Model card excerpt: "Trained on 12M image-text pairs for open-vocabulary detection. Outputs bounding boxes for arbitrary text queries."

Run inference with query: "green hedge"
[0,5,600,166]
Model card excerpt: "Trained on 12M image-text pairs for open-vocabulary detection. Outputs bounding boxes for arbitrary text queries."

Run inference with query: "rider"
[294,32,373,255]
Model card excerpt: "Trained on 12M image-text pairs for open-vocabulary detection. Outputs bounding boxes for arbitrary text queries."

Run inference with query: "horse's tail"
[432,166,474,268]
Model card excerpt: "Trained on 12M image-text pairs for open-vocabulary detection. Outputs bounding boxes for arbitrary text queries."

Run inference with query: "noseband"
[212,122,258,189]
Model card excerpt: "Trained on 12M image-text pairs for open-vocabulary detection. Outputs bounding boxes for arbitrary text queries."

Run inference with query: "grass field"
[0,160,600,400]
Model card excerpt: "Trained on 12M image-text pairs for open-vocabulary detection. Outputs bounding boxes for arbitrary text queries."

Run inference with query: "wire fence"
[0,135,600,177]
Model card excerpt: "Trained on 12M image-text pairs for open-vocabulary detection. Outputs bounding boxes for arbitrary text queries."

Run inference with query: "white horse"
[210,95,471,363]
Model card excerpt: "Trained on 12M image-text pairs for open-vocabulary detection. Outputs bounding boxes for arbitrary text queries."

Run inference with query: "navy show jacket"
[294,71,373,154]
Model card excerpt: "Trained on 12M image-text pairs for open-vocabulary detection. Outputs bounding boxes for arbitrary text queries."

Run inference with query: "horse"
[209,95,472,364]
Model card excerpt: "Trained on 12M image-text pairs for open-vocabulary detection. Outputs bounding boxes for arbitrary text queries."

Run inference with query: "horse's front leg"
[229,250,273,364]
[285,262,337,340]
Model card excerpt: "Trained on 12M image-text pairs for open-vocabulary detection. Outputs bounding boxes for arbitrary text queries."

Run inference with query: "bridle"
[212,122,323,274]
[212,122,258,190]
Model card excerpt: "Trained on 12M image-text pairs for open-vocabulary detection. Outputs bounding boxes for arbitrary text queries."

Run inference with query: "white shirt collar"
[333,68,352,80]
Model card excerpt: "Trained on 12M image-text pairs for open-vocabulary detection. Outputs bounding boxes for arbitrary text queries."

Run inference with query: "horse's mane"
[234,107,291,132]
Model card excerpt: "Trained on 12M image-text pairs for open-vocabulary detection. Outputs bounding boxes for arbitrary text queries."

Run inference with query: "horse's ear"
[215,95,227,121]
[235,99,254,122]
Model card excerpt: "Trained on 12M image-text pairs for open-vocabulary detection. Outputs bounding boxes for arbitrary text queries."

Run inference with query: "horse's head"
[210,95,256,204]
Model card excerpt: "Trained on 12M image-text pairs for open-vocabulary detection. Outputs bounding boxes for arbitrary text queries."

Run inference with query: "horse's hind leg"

○ ○ ○ ○ ○ ○ ○

Can you rewrite all of the material above as a numbered list, one item per line, leaving out the blank lines?

1. Model card excerpt: "Trained on 12M image-text pairs for open-vocabulary detection. Outputs bounding boxes for arbitrary text queries."
2. Run inference with query: "green hedge"
3. [0,5,600,166]
4. Model card excerpt: "Trained on 12M image-text pairs for open-vocabulary detection. Outputs bounding boxes for arbitrary text queries."
5. Run inference with query: "rider"
6. [294,32,373,255]
7. Model card excerpt: "Trained on 12M image-text pairs for open-vocabulary detection. Outputs bounding boxes for arbitrary text queries."
8. Run inference with query: "horse's tail"
9. [432,166,474,268]
10. Model card excerpt: "Trained on 12M image-text pairs for open-vocabulary detection. Outputs bounding boxes for arbitrary text queries."
11. Run inference with query: "noseband"
12. [212,122,258,189]
13. Model card excerpt: "Trained on 12M image-text pairs for open-vocabulary detection. Outputs bounding boxes for arbitrary text queries."
14. Run inference with query: "grass field"
15. [0,160,600,400]
16. Model card excerpt: "Trained on 12M image-text pairs for open-vocabulary detection. Outputs bounding boxes for arbitrary text queries."
17. Run inference with query: "wire fence"
18. [0,135,600,177]
19. Model card excerpt: "Trained on 12M image-text pairs for open-vocabulary detection. Outputs bounding boxes for arbitrary text queries."
20. Run inference with query: "white horse"
21. [210,95,471,363]
22. Model card excerpt: "Trained on 12M image-text pairs for open-vocabulary detection. Outputs bounding boxes for arbitrary text queries."
23. Run inference with query: "navy show jacket"
24. [294,71,373,154]
25. Model card excerpt: "Trained on 12M image-text pairs for open-vocabulary detection. Outputs bounding boxes for arbitrary text queries."
26. Run inference with query: "horse"
27. [209,95,472,364]
28. Model card excerpt: "Trained on 12M image-text pairs for open-vocabulary detection. Outputs bounding boxes for arbitrary text queries."
29. Run inference with query: "horse's front leg"
30. [229,250,273,364]
31. [285,262,337,340]
32. Model card excerpt: "Trained on 12M image-text pairs for open-vocabulary detection. Outputs bounding boxes for arbitrary text queries."
33. Run inference with query: "bridle"
34. [212,122,323,274]
35. [212,122,258,190]
36. Model card excerpt: "Trained on 12M image-text pairs for open-vocabulary detection. Outputs bounding boxes for arbitrary text queries."
37. Run inference with query: "white shirt collar"
38. [333,68,352,80]
39. Model card excerpt: "Trained on 12M image-text pairs for open-vocabulary detection. Outputs bounding boxes for arbitrary text queries."
40. Run inference with query: "horse's mane"
41. [234,107,291,132]
42. Model card excerpt: "Trained on 12M image-text pairs for open-vocabulary detection. Outputs bounding boxes for arbitrary text queries."
43. Run inference with query: "horse's ear"
44. [215,95,227,121]
45. [235,99,254,122]
46. Model card excerpt: "Trained on 12M image-text pairs for open-vocabulary detection. Outputs bounding boxes for arbitrary text queries."
47. Run inference with query: "horse's head"
48. [210,95,256,204]
49. Model card excerpt: "Trained on 12M image-text pairs for open-vocabulary detection. Outputs bounding boxes for arbitrary text queries."
50. Run inference with query: "horse's hind leg"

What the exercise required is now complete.